[REQUEST] Retype all of the lines below without changing a single character.

start

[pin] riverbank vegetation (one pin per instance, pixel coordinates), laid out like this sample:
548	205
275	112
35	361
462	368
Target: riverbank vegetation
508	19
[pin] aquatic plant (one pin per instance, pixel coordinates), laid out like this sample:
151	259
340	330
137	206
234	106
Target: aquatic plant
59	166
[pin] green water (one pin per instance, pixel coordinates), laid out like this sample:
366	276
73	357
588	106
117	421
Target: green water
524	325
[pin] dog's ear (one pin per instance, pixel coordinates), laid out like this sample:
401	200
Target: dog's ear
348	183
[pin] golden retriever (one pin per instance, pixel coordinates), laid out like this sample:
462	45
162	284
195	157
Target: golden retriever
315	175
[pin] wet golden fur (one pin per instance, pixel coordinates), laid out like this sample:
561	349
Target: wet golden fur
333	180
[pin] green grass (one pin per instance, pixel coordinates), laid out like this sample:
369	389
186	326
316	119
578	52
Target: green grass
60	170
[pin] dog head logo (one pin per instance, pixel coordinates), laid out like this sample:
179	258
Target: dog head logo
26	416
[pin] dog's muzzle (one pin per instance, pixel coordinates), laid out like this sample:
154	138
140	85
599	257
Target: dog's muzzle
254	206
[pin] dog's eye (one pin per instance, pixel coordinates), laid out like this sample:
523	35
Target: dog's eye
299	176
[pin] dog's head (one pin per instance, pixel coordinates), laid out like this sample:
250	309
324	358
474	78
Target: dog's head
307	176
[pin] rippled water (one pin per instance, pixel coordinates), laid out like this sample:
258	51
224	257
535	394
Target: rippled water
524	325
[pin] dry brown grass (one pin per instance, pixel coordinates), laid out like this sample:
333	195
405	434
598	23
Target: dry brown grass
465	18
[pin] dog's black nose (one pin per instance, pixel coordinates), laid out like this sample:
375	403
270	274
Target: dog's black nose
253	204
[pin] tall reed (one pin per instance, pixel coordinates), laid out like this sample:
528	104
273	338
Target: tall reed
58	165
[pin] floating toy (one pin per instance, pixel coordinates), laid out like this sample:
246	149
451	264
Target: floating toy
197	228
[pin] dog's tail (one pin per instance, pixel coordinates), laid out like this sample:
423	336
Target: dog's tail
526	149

end

[RESPONSE]
[pin] riverbank vegetation (one pin per instance, pixel coordinates), laid out like this sample:
548	205
275	112
35	361
462	368
Target: riverbank vegetation
508	19
[pin] aquatic plant (one pin per instance, pixel coordinates), laid out like this sample:
151	259
340	330
137	206
234	106
Target: aquatic plant
59	166
[pin] green water (one pin per instance, pixel coordinates), laid out like this sample:
366	276
73	357
588	106
117	421
Target: green water
524	325
[pin] dog's ear (one pin per instance, pixel coordinates), laid out like this sample:
401	200
Target: dog's ear
348	183
[pin] golden retriever (one pin per instance, pixel coordinates), laid out like this sample:
462	45
162	284
195	157
Target: golden retriever
315	175
[pin] wet golden fur (one pin per instance, pixel coordinates), laid out like this sample:
561	349
Target: wet golden fur
333	180
[pin] green grass (one pin per instance, pixel coordinates), laid out like this sample:
369	389
186	326
316	119
578	52
Target: green grass
60	170
[pin] dog head logo (one pin per instance, pixel coordinates), laid out like this sample:
179	258
Target: dog head logo
26	416
[pin] dog's muzzle (one pin per instance, pixel coordinates), laid out like this sample:
154	138
140	85
599	257
Target: dog's muzzle
254	206
[pin] dog's eye (one pin per instance, pixel coordinates), laid out like this sample:
523	35
Target: dog's eye
299	176
[pin] dog's head (one pin per instance, pixel coordinates), laid out like this sample:
250	309
324	358
474	78
Target: dog's head
307	176
[pin] rippled water (one pin per instance, pixel coordinates), laid out like this sample:
258	51
224	257
535	394
Target: rippled water
524	325
[pin] dry brown grass (one pin per instance, pixel coordinates), laid out like this sample:
333	195
405	434
598	23
Target: dry brown grass
465	18
[pin] dog's black nose (one pin per instance, pixel coordinates), laid out like this sample:
375	403
270	274
Target: dog's black nose
253	204
[pin] tall reed (one pin per instance, pixel coordinates), laid out like this sample:
528	104
273	338
Target: tall reed
58	165
[pin] floating toy (one pin per instance, pixel coordinates), laid out like this sample:
246	149
451	264
Target: floating toy
197	228
[pin] dog's tail (one pin per instance, pixel coordinates), laid out like this sample:
423	336
Target: dog's tail
526	149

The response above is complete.